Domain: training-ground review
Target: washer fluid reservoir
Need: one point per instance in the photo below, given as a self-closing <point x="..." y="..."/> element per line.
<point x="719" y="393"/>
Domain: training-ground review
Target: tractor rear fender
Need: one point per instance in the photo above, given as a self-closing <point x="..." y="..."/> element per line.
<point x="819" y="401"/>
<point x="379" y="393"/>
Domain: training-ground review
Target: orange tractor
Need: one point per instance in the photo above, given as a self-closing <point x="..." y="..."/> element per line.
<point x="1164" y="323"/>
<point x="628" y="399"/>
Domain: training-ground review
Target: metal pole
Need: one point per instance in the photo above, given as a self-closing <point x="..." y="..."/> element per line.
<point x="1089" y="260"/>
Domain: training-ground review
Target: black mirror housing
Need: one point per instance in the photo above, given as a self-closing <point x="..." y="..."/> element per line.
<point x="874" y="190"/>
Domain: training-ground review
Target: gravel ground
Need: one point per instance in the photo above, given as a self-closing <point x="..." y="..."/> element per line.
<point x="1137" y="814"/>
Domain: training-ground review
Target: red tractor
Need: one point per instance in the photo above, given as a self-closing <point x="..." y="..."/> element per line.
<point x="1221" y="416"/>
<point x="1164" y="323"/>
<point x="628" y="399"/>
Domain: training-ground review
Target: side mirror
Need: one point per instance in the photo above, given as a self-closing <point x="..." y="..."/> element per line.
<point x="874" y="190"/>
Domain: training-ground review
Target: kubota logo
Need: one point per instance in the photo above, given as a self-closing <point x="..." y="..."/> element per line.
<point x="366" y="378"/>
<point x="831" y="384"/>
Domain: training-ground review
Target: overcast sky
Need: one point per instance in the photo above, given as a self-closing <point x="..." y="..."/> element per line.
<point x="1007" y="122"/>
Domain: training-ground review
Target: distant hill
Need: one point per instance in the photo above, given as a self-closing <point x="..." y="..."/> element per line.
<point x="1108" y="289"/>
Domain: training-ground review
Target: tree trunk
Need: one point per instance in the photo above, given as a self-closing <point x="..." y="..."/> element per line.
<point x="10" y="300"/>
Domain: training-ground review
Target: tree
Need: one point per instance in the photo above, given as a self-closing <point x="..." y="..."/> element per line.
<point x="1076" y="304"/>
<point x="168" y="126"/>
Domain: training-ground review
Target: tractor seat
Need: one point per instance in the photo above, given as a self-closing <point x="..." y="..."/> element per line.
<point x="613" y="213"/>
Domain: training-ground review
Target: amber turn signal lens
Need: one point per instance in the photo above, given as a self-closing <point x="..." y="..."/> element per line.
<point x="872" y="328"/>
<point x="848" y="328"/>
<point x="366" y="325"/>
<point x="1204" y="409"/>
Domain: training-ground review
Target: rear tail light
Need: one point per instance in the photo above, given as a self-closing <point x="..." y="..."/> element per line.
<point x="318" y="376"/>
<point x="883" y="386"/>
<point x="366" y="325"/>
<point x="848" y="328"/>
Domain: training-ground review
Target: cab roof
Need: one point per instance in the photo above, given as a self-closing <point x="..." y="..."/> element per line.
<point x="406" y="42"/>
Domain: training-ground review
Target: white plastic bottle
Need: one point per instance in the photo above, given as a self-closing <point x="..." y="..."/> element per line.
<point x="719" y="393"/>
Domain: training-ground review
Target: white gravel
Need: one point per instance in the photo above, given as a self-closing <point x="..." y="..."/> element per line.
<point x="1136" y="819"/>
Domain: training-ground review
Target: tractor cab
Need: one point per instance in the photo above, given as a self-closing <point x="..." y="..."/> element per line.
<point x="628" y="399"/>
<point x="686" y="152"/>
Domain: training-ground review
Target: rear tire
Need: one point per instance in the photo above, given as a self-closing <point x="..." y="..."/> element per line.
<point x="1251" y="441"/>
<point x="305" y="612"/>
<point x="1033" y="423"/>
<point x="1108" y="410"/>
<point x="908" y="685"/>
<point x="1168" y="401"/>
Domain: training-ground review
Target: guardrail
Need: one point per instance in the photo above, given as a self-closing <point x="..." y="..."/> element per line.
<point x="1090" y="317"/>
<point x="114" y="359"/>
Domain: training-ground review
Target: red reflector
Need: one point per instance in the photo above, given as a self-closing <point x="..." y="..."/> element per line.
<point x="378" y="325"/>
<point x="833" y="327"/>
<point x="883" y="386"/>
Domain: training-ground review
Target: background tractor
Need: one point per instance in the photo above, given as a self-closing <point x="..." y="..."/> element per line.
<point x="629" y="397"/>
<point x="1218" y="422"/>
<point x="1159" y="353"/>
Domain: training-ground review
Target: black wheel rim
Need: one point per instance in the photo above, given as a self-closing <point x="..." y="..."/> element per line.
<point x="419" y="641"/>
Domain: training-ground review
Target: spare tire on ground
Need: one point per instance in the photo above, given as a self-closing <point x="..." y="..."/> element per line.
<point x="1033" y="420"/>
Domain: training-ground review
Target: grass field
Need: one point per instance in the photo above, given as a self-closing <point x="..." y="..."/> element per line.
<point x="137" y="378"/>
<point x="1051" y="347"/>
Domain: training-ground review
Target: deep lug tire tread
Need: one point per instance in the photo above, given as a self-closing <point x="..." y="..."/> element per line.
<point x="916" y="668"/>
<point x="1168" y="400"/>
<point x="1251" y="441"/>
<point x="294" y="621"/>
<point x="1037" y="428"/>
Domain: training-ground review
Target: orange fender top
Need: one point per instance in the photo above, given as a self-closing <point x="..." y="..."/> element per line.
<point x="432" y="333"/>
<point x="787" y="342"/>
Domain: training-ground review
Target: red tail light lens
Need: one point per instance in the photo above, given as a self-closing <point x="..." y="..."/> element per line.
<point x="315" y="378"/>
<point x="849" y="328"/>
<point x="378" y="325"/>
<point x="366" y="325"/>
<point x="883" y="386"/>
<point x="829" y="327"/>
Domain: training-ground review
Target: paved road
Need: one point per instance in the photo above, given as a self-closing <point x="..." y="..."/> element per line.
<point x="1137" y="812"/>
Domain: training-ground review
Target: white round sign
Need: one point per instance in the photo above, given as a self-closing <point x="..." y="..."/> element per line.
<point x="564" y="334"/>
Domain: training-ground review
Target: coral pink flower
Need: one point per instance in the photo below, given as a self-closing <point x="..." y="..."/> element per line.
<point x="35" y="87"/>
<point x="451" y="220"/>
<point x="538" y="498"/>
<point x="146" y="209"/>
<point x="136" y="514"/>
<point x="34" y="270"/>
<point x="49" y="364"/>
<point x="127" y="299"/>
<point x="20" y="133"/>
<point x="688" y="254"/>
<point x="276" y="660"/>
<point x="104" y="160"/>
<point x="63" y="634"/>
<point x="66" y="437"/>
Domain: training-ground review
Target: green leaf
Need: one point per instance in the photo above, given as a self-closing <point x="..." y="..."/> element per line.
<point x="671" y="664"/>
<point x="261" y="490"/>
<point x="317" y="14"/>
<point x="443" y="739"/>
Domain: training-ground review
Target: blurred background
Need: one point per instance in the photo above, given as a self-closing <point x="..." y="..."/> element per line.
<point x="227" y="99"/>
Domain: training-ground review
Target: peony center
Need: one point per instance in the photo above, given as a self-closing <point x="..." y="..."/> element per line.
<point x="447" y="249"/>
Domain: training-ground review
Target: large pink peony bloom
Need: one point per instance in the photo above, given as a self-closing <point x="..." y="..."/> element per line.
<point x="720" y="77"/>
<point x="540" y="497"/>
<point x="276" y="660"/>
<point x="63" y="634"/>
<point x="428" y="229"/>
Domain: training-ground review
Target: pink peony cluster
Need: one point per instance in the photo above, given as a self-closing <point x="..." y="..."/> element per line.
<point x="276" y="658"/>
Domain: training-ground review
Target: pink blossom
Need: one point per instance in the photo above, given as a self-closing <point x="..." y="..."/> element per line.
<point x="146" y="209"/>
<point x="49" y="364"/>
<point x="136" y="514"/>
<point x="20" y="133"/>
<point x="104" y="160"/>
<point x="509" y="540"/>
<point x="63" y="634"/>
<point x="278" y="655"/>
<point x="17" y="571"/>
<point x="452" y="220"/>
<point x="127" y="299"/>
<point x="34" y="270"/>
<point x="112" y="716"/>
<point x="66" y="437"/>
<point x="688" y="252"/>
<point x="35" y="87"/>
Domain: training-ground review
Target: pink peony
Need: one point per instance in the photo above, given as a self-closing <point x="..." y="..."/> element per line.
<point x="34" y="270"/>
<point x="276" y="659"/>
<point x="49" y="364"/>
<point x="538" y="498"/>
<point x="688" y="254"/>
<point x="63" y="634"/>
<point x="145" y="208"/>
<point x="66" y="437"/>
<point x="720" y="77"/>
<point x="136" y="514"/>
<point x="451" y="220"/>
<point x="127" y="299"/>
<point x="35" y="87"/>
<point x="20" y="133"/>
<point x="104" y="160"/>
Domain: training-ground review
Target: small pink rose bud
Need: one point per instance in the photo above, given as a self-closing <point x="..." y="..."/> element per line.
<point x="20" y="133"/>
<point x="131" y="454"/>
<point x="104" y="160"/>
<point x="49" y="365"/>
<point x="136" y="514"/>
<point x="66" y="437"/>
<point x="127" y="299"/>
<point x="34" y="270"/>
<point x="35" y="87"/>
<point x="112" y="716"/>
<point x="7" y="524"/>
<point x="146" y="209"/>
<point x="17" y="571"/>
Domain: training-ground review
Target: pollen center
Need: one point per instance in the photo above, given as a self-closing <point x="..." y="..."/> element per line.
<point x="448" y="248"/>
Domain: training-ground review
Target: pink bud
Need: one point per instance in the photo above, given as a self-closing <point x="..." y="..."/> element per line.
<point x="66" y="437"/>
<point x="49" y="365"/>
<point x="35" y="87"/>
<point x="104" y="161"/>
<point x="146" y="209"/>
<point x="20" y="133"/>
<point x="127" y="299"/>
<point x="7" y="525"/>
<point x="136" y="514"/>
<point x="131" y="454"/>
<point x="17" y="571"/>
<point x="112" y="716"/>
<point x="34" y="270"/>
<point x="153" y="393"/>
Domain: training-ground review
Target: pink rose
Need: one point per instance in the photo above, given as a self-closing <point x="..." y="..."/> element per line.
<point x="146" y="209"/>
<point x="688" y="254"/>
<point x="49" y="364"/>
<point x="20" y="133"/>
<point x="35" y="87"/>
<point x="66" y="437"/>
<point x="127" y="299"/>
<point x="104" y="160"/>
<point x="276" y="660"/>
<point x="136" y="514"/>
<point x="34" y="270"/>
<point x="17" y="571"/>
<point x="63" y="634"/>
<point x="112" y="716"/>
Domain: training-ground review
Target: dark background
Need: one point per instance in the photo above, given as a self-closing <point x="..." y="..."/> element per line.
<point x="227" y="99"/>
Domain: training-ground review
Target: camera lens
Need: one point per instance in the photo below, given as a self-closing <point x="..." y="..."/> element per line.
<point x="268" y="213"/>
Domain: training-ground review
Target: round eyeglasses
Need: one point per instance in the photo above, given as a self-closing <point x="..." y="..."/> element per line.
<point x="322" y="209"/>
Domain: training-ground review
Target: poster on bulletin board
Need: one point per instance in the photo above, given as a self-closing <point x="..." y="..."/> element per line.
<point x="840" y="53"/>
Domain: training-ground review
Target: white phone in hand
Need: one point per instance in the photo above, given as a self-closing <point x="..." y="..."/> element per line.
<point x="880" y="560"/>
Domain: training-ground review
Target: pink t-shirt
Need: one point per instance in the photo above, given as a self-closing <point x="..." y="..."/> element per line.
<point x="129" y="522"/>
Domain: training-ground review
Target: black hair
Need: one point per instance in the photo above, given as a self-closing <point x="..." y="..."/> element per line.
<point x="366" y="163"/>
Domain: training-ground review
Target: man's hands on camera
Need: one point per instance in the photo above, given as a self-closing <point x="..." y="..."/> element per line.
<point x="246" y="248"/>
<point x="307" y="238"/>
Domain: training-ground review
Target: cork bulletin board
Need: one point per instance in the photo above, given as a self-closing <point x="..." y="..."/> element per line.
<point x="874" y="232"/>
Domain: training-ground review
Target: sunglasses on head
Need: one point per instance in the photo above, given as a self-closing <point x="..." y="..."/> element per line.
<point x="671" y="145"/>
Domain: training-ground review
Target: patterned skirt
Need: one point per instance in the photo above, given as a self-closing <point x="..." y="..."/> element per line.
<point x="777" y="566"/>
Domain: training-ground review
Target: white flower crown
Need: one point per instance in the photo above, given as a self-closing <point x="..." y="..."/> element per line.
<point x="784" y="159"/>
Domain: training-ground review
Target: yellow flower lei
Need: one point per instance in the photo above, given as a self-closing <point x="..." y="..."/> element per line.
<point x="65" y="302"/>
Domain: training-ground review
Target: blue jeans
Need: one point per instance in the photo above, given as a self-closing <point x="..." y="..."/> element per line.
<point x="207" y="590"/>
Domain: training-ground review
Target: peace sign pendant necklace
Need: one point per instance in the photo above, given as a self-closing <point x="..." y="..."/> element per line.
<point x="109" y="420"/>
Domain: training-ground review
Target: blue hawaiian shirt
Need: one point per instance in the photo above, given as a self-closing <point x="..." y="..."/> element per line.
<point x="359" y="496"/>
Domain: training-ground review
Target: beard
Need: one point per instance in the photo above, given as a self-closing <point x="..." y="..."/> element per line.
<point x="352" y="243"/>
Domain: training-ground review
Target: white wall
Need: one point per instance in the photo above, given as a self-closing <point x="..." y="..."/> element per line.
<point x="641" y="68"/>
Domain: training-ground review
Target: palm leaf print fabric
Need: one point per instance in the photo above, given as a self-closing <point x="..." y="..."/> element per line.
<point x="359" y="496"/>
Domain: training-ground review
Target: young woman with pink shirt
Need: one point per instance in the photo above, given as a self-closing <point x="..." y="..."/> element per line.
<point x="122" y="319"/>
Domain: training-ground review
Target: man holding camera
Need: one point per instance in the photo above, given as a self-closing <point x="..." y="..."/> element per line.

---------------

WORK ITEM:
What is needed is an exact copy of the entries from their first line down to the line with "Target: metal pole", that line included, and nothing beyond it.

ANSWER TO THIS TASK:
Domain: training-ground review
Target: washer fluid reservoir
Need: one point per instance in the photo below, given as a self-closing <point x="..." y="..."/> element per line.
<point x="719" y="393"/>
Domain: training-ground review
Target: tractor rear fender
Need: one point per instance in the photo above, given as a self-closing <point x="..." y="..."/> element per line.
<point x="819" y="401"/>
<point x="379" y="393"/>
Domain: training-ground review
Target: orange tractor
Need: one point per instance in the photo above, given as a self-closing <point x="..." y="..."/> element per line.
<point x="1164" y="323"/>
<point x="628" y="399"/>
Domain: training-ground review
Target: metal pole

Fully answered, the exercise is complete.